EXERCISE INSTRUCTIONS> Copy the article about corporate profits and worker pay during the pandemic word for word, from its headline through its final sentence.

───── SOURCE PASSAGE

Corporations Aren’t Sharing the Sacrifices With Workers During the Pandemic

America's biggest corporations have made record profits during the COVID-19 pandemic — while denying or clawing back their workers’ hazard pay.

Amazon ended its $2-per-hour pay increase at the end of May and hasn’t offered its workers any additional compensation since a one-time bonus at the end of June. (Byan Angelo / Unsplash)

Imagine what would happen if every retail worker in the United States took the day off. Even during a non-pandemic year, the economic consequences would be massive and swift: millions of consumers unable to purchase basic goods and the sudden drop in sales quickly sending shockwaves through the marketplace — to say nothing of the chaos that would ensue at thousands of individual stores across America as hapless corporate managers desperately tried to keep their doors open and their lights on without any employees present to perform their usual tasks.

The current context only underscores the point further: without the approximately 4.6 million retail workers stocking shelves, bagging groceries, cleaning stores, and fulfilling warehouse orders during the pandemic, the economy as we know it would collapse and catastrophe would loom.

──────────
───── DATA RECORDS

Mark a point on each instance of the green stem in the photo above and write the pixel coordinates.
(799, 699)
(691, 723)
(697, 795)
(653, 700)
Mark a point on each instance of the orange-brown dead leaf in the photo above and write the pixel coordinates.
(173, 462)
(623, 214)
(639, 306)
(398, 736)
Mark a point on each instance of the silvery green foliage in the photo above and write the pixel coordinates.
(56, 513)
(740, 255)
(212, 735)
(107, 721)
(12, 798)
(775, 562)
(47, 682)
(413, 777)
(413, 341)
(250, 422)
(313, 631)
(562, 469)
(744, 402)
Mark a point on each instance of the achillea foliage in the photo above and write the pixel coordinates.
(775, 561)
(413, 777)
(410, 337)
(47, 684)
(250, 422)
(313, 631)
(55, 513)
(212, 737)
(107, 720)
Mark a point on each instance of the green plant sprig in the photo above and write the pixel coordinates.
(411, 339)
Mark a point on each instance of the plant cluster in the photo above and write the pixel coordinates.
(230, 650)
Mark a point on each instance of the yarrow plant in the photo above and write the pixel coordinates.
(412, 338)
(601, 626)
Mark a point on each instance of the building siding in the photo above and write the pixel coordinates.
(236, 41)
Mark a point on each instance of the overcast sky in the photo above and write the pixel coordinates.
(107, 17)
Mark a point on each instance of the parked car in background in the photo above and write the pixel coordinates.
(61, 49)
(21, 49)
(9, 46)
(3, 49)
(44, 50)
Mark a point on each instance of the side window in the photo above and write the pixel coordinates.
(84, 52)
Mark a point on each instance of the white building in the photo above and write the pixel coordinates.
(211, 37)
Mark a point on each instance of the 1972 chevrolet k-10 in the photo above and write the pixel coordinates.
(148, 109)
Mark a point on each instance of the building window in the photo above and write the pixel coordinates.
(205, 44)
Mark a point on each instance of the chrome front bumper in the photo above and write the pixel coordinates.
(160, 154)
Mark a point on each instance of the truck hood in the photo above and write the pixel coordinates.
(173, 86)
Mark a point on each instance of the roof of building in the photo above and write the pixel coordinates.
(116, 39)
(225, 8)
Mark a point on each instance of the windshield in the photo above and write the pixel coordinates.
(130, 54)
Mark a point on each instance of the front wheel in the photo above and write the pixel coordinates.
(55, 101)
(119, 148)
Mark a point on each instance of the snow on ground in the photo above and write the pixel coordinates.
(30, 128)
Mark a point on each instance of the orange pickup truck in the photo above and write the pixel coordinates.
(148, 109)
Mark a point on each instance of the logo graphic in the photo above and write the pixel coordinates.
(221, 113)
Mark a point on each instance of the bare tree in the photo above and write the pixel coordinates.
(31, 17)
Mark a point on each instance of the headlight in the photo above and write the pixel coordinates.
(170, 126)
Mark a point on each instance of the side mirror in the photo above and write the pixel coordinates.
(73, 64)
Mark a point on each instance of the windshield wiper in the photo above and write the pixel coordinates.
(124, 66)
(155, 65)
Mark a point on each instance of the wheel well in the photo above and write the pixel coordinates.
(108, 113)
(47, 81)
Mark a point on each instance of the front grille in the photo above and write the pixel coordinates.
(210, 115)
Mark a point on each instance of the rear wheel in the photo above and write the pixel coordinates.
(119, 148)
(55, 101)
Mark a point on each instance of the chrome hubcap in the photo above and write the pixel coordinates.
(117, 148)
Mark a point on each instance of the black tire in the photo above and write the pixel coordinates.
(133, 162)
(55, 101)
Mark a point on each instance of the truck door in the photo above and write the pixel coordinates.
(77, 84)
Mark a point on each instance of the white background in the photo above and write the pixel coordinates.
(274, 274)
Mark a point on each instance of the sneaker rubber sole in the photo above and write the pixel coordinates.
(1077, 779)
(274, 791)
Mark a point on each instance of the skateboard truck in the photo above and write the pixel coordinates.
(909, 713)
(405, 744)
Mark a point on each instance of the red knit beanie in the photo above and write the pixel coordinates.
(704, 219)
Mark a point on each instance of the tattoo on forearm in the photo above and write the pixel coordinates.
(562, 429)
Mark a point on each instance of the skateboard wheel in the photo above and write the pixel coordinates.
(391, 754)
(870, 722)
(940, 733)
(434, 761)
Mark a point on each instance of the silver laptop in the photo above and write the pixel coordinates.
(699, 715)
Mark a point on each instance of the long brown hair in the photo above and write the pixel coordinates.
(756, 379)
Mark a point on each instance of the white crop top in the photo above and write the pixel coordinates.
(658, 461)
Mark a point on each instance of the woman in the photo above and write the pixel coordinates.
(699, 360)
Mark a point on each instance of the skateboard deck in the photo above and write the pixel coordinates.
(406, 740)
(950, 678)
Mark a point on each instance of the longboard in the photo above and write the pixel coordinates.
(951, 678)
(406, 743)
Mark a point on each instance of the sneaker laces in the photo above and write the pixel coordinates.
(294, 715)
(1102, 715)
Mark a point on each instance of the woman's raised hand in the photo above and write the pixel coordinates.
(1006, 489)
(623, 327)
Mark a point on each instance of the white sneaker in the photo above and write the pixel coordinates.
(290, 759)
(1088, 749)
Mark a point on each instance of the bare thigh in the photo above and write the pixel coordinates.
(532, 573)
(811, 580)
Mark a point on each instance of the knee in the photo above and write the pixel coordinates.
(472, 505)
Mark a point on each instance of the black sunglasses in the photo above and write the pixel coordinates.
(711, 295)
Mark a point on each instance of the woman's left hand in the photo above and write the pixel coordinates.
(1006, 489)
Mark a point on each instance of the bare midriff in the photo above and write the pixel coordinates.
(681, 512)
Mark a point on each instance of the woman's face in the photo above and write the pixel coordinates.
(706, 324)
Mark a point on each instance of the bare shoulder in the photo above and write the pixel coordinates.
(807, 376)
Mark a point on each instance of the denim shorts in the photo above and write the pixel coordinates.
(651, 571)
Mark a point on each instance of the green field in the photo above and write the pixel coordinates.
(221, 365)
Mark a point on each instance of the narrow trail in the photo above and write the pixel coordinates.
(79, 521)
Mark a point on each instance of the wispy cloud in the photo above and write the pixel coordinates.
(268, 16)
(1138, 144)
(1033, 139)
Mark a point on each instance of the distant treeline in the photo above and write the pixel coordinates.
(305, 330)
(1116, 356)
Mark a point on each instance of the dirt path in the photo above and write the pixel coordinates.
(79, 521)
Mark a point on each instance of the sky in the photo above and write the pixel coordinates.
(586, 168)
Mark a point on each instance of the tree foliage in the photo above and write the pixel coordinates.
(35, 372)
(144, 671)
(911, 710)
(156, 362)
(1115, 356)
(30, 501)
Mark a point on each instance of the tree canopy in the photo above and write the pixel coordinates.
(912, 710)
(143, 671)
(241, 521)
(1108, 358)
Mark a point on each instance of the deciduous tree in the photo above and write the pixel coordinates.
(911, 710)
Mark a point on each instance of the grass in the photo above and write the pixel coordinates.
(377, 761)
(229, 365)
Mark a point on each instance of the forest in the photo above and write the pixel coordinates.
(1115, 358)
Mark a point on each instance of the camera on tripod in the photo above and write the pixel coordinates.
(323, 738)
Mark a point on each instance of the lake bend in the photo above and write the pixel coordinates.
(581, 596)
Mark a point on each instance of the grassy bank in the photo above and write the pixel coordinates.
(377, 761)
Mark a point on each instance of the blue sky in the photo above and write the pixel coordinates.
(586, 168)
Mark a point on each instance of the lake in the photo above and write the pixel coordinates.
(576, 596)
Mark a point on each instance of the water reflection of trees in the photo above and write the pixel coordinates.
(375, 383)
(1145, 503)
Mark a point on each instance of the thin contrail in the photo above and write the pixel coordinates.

──────────

COMPLETED EXERCISE>
Corporations Aren’t Sharing the Sacrifices With Workers During the Pandemic

America's biggest corporations have made record profits during the COVID-19 pandemic — while denying or clawing back their workers’ hazard pay.

Amazon ended its $2-per-hour pay increase at the end of May and hasn’t offered its workers any additional compensation since a one-time bonus at the end of June. (Byan Angelo / Unsplash)

Imagine what would happen if every retail worker in the United States took the day off. Even during a non-pandemic year, the economic consequences would be massive and swift: millions of consumers unable to purchase basic goods and the sudden drop in sales quickly sending shockwaves through the marketplace — to say nothing of the chaos that would ensue at thousands of individual stores across America as hapless corporate managers desperately tried to keep their doors open and their lights on without any employees present to perform their usual tasks.

The current context only underscores the point further: without the approximately 4.6 million retail workers stocking shelves, bagging groceries, cleaning stores, and fulfilling warehouse orders during the pandemic, the economy as we know it would collapse and catastrophe would loom.